**Exercise goal**
Please, could you print all the lines below exactly, leaving out the pictures?

········

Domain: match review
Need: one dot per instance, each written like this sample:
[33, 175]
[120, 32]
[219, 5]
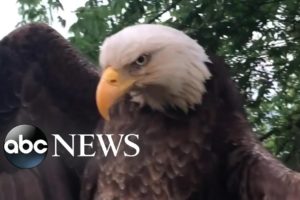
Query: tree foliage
[259, 40]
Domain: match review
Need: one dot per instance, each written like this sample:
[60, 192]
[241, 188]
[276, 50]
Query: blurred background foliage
[258, 39]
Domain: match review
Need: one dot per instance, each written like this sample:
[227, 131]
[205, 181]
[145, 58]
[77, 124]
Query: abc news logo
[26, 146]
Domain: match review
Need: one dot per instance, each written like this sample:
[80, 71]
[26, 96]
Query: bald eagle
[195, 141]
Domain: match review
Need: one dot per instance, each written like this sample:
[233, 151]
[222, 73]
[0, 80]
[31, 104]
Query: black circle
[25, 146]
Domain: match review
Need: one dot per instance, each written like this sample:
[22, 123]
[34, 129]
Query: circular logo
[25, 146]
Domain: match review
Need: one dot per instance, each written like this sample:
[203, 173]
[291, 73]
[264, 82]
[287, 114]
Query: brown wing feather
[46, 83]
[209, 154]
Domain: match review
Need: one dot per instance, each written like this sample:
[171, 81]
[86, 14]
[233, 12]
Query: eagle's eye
[142, 60]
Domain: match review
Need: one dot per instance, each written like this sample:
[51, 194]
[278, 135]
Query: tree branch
[168, 8]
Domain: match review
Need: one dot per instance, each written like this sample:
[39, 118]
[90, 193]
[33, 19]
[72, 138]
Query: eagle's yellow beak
[112, 86]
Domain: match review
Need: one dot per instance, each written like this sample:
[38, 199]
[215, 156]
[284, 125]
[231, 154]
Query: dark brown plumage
[209, 154]
[46, 83]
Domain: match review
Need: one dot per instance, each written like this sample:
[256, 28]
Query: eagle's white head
[157, 65]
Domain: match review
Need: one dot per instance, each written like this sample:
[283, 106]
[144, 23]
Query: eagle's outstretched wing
[44, 82]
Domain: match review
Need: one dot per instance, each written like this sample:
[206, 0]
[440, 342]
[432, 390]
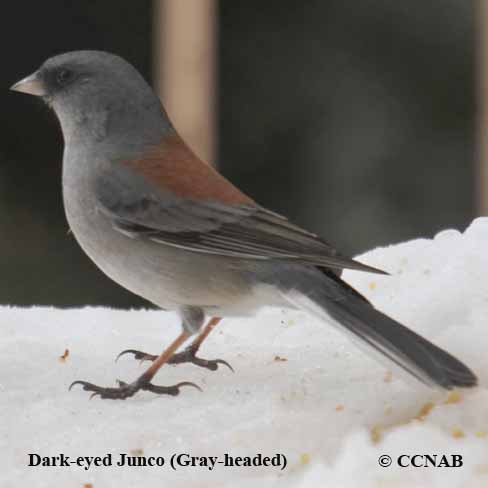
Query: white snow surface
[300, 388]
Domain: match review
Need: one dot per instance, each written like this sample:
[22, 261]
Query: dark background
[356, 119]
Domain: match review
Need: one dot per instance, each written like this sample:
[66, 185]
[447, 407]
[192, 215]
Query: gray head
[99, 98]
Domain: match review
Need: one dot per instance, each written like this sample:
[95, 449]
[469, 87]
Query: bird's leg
[188, 355]
[126, 390]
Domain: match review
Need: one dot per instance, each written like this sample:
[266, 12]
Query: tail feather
[420, 358]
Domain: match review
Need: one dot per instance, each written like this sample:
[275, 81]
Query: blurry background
[355, 119]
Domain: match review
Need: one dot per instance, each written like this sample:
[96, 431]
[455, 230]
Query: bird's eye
[64, 76]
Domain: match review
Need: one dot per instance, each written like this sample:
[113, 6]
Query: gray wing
[139, 210]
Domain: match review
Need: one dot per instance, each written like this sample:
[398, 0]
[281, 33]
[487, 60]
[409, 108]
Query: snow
[299, 388]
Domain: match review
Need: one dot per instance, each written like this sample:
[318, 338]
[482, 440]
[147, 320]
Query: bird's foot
[188, 355]
[126, 390]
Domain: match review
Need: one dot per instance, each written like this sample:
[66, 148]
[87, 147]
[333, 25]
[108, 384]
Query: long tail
[428, 363]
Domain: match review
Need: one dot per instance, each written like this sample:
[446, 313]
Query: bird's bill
[31, 84]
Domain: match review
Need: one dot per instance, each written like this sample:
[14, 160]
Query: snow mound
[299, 388]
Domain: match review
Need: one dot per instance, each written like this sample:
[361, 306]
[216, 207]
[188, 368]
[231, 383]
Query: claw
[126, 390]
[137, 355]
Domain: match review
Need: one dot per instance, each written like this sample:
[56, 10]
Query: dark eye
[64, 76]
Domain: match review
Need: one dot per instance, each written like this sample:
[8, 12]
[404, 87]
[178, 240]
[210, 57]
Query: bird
[170, 228]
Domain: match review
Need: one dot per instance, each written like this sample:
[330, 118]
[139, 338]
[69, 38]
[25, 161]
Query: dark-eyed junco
[168, 227]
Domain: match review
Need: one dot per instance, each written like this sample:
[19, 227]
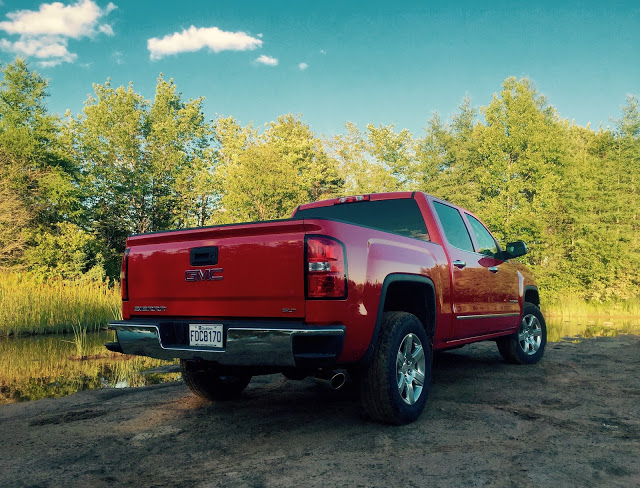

········

**Response to this task**
Domain: match review
Need: one dot per instance, each written like this sample:
[33, 175]
[120, 32]
[219, 5]
Query: tree foliage
[259, 40]
Domain: match review
Need: one dot per instance, each written like this sample:
[60, 192]
[241, 188]
[276, 50]
Query: blurred background foliage
[258, 39]
Domain: match review
Need: one dot per instance, each written like this sample:
[227, 131]
[205, 181]
[145, 58]
[77, 124]
Query: abc news logo
[26, 146]
Domain: match review
Need: one dot per instance, each written like this sample:
[80, 71]
[26, 96]
Query: bald eagle
[195, 141]
Domain: match review
Need: one dot per instance, each written like this sample:
[233, 151]
[222, 73]
[0, 80]
[31, 104]
Query: black circle
[25, 146]
Domain: match review
Need: one dot per instance, each written like this sample:
[22, 123]
[34, 129]
Query: circular logo
[25, 146]
Domain: match review
Need: one dot per instance, each written like this sample:
[203, 173]
[291, 73]
[264, 82]
[287, 114]
Query: brown wing feather
[46, 83]
[209, 154]
Domain: match review
Need: one dot per instance, each written like this sample:
[171, 81]
[86, 14]
[233, 12]
Query: eagle's eye
[142, 60]
Domain: match review
Need: one dot per instance, each written like this sample:
[51, 194]
[278, 135]
Query: tree branch
[168, 8]
Domain: match review
Need: one dot per instance, each written like this sample:
[39, 118]
[90, 193]
[33, 19]
[72, 138]
Query: eagle's yellow beak
[112, 86]
Domain: match review
Need: one dot per instance, each written like this sample:
[38, 199]
[215, 156]
[284, 125]
[231, 154]
Query: dark brown plumage
[209, 154]
[46, 83]
Domain: match review
Need: one dot per instance, each written like this sample:
[256, 28]
Query: eagle's white head
[157, 65]
Domain: match review
Need: one dot per instance, each written like this sample:
[283, 106]
[144, 23]
Query: eagle's outstretched wing
[44, 82]
Domain: match review
Need: one dot per instance, each written like this sample:
[206, 0]
[440, 342]
[432, 390]
Query: white snow surface
[300, 388]
Domain: match review
Need: one dot per instance, each written like this sample:
[22, 261]
Query: dark background
[356, 119]
Domain: match review
Need: one dot per instance, each written like this sample:
[66, 185]
[447, 407]
[192, 215]
Query: gray head
[99, 98]
Domain: match review
Need: one dot per instance, each written like this sample:
[95, 449]
[469, 87]
Query: bird's leg
[188, 355]
[126, 390]
Domain: match review
Need: one dot per instance, each written like this sample:
[266, 12]
Query: tail feather
[420, 358]
Domain: match review
Need: one dot per instance, each written like this sample:
[275, 81]
Query: blurry background
[355, 119]
Domain: match review
Need: one dot per instance, each written like this sample:
[96, 431]
[455, 230]
Query: bird's eye
[64, 76]
Domain: match review
Need: one dot per instance, each written like this sample:
[113, 6]
Query: gray wing
[139, 210]
Domain: match review
Need: one dot per instance, each written like this sample:
[398, 0]
[281, 33]
[487, 60]
[409, 108]
Query: snow
[299, 388]
Domain: match review
Need: one dot per instance, each written like this sample:
[318, 338]
[482, 440]
[147, 320]
Query: bird's foot
[188, 355]
[126, 390]
Domain: match review
Need: one dot per instance, each written like this sample:
[66, 148]
[87, 147]
[333, 25]
[108, 384]
Query: long tail
[428, 363]
Domain: match review
Need: one dot per instance, each written like this sample:
[446, 313]
Query: bird's bill
[31, 84]
Domain: match review
Need: one dot per instance, each written like this sample:
[14, 160]
Query: snow mound
[299, 388]
Domain: match review
Need: one dot per instance, each written like this sample:
[361, 306]
[216, 207]
[188, 368]
[231, 383]
Query: claw
[126, 390]
[137, 355]
Domain: match review
Need: one dot per instance, each written like this sample:
[56, 10]
Query: dark eye
[64, 76]
Domain: match review
Need: one dot per instance, each written like this sample:
[8, 12]
[404, 87]
[178, 240]
[210, 57]
Query: bird
[170, 228]
Domain: match review
Need: one dot per instance, each written like this sample:
[330, 118]
[139, 338]
[69, 38]
[25, 161]
Query: dark-eyed junco
[168, 227]
Domain: match review
Need: one dot per instance, each written like this sample:
[19, 227]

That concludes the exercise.